→ EXERCISE
From the entries below, return every line that includes the word "white".

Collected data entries
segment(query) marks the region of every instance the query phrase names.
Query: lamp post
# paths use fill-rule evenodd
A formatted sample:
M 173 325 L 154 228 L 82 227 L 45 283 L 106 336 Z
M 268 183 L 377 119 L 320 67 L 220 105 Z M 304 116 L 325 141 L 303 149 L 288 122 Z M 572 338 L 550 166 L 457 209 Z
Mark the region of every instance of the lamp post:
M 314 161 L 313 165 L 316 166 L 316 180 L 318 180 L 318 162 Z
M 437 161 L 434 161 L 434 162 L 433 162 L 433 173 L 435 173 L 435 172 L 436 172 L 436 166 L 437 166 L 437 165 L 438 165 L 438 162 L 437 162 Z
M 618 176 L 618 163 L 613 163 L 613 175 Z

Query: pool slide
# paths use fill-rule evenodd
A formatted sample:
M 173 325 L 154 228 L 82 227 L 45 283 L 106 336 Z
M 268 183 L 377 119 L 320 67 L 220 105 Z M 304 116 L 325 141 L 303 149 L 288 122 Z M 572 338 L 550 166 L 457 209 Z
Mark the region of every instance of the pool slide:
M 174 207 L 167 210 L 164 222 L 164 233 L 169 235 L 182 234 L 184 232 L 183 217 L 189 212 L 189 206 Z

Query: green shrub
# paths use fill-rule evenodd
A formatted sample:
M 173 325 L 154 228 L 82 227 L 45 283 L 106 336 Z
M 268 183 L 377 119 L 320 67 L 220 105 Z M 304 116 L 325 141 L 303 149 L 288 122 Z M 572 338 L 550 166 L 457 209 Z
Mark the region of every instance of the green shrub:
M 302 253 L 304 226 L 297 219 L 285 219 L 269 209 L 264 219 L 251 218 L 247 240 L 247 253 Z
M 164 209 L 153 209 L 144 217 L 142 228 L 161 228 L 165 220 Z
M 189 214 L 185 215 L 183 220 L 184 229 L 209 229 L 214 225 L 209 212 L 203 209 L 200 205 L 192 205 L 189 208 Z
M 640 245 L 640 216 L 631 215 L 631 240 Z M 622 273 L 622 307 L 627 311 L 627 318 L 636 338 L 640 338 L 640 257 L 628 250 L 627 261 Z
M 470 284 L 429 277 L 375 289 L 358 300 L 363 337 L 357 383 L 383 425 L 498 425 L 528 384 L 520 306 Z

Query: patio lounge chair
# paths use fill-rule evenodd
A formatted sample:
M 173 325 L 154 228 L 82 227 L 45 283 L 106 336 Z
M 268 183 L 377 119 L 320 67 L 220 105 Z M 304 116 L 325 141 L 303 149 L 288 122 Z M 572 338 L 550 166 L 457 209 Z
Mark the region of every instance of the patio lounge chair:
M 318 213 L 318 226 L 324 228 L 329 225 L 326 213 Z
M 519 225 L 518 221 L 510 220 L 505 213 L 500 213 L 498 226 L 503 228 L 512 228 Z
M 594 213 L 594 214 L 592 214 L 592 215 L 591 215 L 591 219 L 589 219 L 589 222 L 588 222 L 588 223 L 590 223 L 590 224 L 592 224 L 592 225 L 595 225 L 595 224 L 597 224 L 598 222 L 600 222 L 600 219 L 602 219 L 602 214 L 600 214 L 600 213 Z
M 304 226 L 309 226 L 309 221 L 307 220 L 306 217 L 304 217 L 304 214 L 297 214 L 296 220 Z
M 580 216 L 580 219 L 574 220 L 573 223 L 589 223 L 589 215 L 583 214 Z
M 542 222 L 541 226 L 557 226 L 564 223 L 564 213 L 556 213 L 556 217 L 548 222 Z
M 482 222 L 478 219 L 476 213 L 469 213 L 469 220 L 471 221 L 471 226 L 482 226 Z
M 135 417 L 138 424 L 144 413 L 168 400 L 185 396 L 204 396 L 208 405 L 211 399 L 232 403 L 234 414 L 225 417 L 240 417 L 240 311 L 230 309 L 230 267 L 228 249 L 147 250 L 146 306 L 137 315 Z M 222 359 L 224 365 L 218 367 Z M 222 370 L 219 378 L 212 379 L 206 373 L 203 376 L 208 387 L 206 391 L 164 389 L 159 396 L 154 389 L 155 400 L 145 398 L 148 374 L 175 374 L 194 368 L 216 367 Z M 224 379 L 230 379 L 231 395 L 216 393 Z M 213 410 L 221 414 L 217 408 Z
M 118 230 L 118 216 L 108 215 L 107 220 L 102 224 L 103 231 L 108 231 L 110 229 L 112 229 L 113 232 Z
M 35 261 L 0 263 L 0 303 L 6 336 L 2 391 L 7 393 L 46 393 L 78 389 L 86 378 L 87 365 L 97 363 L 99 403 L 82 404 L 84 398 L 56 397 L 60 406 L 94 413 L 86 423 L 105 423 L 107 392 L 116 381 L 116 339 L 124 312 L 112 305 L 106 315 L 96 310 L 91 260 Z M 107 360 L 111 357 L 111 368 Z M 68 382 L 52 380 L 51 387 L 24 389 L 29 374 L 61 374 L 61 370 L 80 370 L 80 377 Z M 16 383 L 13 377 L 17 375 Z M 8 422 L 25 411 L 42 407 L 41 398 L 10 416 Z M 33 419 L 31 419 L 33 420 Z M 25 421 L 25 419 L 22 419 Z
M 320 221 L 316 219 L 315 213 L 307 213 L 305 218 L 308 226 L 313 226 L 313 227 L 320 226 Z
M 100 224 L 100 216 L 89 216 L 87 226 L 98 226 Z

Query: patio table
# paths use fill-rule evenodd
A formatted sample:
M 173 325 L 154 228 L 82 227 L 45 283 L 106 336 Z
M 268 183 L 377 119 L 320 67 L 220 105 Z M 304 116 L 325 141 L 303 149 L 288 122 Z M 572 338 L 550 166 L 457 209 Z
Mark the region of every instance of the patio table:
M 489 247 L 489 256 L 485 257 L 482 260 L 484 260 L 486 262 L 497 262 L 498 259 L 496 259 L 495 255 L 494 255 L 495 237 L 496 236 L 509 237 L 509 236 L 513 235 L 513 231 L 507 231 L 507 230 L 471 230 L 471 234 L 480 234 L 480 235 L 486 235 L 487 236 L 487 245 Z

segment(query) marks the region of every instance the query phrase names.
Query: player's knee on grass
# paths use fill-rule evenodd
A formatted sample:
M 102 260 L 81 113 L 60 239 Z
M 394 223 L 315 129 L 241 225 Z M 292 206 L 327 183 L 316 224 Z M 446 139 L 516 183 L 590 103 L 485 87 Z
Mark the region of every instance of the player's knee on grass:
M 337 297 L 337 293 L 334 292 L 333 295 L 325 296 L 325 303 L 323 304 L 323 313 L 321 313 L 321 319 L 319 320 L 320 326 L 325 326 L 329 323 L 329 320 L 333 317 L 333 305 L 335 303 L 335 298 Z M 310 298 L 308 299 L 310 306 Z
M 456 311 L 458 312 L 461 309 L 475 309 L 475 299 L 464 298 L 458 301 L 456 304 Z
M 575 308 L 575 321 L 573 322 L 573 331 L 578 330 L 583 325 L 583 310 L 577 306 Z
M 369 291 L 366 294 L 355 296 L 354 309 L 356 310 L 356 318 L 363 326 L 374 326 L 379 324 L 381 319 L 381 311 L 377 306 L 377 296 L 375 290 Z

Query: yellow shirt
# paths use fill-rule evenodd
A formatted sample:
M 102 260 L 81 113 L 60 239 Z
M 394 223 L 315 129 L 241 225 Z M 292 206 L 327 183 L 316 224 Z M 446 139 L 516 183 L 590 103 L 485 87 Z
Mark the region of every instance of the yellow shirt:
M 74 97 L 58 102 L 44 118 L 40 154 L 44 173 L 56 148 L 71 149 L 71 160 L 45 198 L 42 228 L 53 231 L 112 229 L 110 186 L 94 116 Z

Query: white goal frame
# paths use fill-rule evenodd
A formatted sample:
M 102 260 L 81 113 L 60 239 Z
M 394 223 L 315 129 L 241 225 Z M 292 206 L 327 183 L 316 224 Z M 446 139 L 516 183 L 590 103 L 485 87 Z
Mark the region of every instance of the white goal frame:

→ FINISHED EXERCISE
Query: white goal frame
Mark the region of every instance of the white goal frame:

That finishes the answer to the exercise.